| WHAT YOU ARE ASKED TO DO |
Please write out the lines of the listing below, starting with the line that contains "Exercise. Mark the man in" and going on through the line that contains "<point>103,322</point>", both included, and nothing else.

| TASK INPUTS |

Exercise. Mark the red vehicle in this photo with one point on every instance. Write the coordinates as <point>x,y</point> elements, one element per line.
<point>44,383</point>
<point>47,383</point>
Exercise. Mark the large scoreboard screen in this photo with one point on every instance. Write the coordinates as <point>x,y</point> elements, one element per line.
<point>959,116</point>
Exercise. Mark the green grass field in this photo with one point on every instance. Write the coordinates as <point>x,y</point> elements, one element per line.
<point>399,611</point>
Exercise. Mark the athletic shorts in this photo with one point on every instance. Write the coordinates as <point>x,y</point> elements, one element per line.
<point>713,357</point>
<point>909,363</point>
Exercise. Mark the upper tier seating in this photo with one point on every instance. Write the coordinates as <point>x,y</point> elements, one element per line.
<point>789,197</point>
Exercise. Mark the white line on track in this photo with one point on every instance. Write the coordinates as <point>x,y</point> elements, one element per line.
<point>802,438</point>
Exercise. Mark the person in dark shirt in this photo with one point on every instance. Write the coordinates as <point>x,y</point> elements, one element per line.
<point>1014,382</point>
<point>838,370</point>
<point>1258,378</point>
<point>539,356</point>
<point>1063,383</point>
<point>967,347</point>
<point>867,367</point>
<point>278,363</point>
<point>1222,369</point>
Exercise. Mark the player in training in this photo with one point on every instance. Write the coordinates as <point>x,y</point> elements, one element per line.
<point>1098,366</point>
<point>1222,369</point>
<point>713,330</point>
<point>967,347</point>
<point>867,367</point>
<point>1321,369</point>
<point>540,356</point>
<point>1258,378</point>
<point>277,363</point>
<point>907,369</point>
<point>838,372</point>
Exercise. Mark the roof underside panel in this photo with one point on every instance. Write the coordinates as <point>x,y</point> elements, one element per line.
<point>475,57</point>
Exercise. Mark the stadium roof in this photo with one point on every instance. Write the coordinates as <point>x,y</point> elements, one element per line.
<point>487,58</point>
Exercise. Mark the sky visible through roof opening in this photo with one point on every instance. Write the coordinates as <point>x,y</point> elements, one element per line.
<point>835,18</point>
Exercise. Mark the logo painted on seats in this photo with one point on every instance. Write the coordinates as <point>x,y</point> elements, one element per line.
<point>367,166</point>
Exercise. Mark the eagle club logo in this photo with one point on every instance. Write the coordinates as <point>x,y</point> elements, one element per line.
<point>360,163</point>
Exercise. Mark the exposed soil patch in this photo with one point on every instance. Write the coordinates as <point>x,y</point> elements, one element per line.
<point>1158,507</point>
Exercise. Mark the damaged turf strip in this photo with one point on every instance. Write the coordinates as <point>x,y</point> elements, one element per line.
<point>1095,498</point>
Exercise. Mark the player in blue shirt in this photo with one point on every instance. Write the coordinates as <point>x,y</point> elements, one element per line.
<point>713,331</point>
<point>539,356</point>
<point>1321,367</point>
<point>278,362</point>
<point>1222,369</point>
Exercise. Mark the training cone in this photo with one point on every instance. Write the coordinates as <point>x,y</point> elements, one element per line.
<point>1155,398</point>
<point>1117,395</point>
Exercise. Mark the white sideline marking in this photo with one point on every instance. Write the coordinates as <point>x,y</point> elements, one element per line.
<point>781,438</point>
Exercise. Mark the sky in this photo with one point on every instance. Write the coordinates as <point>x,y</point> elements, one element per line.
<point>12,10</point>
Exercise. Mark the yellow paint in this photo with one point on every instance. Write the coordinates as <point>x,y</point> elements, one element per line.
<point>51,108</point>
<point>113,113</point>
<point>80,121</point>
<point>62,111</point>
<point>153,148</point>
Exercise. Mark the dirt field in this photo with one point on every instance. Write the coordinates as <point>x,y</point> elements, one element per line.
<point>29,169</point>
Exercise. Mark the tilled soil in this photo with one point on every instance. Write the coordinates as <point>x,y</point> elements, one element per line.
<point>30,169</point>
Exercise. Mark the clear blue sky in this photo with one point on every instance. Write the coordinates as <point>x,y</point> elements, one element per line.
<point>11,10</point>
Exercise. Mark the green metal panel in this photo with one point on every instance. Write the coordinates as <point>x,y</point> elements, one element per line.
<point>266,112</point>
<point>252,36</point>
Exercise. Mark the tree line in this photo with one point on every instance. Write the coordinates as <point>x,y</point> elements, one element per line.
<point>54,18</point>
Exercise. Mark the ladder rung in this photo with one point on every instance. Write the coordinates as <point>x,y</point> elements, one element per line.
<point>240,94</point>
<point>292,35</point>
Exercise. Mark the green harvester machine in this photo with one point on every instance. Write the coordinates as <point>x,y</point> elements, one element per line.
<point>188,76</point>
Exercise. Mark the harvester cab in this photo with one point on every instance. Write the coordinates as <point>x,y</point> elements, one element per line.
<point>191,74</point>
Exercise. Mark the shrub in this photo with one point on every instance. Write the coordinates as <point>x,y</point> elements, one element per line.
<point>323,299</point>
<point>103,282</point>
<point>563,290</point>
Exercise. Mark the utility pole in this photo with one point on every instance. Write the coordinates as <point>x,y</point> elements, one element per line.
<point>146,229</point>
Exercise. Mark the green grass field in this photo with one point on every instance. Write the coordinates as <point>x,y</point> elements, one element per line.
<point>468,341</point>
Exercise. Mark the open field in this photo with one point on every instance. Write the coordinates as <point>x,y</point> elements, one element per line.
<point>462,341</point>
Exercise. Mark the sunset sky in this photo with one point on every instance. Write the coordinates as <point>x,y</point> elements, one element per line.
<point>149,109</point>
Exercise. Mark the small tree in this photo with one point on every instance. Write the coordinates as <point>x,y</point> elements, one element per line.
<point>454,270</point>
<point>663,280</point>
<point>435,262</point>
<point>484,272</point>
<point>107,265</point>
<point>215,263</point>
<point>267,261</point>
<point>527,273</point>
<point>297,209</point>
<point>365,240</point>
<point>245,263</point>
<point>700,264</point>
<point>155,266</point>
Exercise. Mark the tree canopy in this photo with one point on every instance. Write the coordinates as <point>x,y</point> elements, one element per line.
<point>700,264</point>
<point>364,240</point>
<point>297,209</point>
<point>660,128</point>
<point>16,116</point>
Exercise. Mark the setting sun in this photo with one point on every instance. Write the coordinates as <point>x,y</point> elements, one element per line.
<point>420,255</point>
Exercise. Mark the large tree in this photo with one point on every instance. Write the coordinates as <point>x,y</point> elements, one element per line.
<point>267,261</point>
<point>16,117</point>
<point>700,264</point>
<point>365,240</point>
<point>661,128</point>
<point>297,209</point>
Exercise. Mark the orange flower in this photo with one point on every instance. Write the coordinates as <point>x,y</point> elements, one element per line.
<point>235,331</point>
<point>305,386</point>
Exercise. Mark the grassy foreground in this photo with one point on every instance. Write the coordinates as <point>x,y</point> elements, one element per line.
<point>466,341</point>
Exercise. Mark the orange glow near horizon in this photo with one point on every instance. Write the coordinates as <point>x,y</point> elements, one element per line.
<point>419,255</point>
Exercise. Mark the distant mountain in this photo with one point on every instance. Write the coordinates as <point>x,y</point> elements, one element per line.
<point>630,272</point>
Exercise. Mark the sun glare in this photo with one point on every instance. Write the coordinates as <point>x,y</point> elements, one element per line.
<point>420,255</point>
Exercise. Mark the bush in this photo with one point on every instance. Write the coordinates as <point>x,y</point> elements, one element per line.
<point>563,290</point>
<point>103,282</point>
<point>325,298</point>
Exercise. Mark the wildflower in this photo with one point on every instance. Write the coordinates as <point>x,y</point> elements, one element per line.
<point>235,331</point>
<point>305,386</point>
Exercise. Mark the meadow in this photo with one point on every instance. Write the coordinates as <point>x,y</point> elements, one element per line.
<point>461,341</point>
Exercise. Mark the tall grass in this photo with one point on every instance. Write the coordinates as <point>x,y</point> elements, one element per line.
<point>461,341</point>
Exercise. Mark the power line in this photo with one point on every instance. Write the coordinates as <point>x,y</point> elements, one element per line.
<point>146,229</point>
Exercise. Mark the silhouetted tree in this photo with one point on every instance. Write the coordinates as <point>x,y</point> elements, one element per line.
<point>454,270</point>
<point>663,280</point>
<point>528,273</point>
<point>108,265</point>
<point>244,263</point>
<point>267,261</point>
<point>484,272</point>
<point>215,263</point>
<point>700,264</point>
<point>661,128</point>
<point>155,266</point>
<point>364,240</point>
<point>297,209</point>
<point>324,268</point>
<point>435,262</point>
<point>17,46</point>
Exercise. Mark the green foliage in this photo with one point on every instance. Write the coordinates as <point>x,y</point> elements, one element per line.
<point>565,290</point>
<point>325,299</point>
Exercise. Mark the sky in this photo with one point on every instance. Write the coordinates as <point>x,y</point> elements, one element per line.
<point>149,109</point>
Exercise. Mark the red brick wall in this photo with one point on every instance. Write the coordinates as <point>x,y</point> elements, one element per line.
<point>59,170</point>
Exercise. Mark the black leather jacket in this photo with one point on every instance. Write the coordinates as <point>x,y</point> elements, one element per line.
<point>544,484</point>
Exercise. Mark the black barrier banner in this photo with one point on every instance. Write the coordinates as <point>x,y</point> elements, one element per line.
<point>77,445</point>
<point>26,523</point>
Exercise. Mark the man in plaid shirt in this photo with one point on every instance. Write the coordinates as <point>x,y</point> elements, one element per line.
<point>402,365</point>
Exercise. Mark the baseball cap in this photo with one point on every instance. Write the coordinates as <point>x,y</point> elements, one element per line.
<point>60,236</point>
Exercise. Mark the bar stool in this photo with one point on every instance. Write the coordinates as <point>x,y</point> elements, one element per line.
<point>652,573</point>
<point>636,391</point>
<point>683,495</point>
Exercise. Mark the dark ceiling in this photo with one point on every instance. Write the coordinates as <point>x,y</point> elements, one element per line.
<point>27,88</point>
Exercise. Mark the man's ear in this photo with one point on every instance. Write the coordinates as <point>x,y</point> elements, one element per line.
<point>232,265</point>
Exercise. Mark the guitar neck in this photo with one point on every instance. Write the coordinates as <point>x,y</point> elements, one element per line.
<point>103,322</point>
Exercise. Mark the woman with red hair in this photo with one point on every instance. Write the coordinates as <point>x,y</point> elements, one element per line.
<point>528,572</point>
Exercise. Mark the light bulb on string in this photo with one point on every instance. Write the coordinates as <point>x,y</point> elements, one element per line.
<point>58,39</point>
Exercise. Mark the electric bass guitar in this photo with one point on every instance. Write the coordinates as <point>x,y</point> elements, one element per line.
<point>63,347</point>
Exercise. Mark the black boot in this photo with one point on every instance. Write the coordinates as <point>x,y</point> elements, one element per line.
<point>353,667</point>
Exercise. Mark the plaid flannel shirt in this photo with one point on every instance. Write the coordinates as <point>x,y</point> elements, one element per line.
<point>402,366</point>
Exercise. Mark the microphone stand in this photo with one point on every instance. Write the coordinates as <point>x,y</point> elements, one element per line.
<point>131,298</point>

| THE COMPLETED TASK |
Exercise. Mark the man in plaid shirt in this photo with one point on every instance. Write the coordinates as <point>x,y</point> elements, one element per line.
<point>402,365</point>
Exercise. Mark the baseball cap in this photo with one point on every instance. Write the coordinates as <point>x,y</point> elements, one element per line.
<point>60,236</point>
Exercise. Mark the bar stool in this photo with one point on every instance. Write the coordinates as <point>x,y</point> elements, one element per line.
<point>652,573</point>
<point>636,391</point>
<point>683,495</point>
Exercise. Mark the dark ceiling in this photo with one point on every instance. Write the coordinates as <point>x,y</point> elements, one element per line.
<point>27,88</point>
Exercise. Mark the man's ear in this photo with one point on every instance. Write the coordinates as <point>x,y</point> elements, one element per line.
<point>232,265</point>
Exercise. Mark the guitar neck in this photo with one point on every instance. Write the coordinates as <point>x,y</point> elements, one element per line.
<point>103,322</point>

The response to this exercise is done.